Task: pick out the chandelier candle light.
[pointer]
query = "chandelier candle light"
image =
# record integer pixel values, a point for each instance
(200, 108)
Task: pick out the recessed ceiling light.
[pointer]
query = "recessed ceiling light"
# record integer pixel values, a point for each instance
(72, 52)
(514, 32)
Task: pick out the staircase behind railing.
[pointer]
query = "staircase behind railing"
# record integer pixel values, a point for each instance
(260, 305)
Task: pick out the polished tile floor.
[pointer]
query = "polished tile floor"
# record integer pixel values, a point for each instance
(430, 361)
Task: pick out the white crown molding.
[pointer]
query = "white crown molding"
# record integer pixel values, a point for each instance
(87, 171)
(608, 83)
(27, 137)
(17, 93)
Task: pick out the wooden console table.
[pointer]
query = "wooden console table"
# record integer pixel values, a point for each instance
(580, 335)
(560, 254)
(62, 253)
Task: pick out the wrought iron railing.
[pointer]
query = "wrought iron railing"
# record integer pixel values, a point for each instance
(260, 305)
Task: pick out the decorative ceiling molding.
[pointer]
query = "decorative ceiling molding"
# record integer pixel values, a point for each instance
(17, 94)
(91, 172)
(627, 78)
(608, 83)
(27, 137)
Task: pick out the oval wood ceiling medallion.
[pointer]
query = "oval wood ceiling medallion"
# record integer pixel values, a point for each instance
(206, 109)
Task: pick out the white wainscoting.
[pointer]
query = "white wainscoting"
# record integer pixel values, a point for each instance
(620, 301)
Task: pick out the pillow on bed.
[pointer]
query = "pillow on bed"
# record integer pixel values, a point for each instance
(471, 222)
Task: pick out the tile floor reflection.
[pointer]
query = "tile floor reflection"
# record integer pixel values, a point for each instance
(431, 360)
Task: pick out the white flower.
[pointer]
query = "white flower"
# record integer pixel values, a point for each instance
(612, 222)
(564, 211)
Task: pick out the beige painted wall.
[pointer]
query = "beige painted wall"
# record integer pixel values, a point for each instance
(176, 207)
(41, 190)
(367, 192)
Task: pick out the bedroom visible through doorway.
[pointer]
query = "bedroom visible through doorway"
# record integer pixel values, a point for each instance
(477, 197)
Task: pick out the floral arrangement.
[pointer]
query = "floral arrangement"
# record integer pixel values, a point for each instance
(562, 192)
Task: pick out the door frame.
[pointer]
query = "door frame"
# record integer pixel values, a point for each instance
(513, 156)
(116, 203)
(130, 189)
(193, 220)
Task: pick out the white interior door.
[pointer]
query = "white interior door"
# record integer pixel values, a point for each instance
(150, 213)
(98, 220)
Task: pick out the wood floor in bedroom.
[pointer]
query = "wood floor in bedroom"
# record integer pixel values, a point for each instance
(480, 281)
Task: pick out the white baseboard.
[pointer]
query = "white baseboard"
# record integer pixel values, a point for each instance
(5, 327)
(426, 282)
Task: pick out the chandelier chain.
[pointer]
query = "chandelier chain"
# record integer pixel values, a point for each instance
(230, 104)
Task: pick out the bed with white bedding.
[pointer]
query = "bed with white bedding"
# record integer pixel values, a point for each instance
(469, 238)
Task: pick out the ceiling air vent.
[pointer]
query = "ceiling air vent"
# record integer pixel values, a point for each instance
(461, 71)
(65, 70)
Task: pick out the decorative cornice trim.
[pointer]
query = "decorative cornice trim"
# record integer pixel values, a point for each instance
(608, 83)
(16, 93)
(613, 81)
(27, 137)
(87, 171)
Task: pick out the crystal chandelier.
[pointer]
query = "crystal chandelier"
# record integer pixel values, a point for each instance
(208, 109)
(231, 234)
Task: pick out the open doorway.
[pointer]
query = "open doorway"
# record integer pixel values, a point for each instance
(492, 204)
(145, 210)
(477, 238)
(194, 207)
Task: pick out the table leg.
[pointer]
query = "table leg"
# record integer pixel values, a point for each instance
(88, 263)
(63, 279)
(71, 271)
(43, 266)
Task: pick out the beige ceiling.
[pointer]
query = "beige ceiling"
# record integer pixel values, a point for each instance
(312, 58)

# # #

• [Goal of the exercise] Wherever the word "cornice" appears in a line of the data, copy that line.

• [Result of this exercise]
Task: pick out the decorative cornice trim.
query = "decorative cornice trim"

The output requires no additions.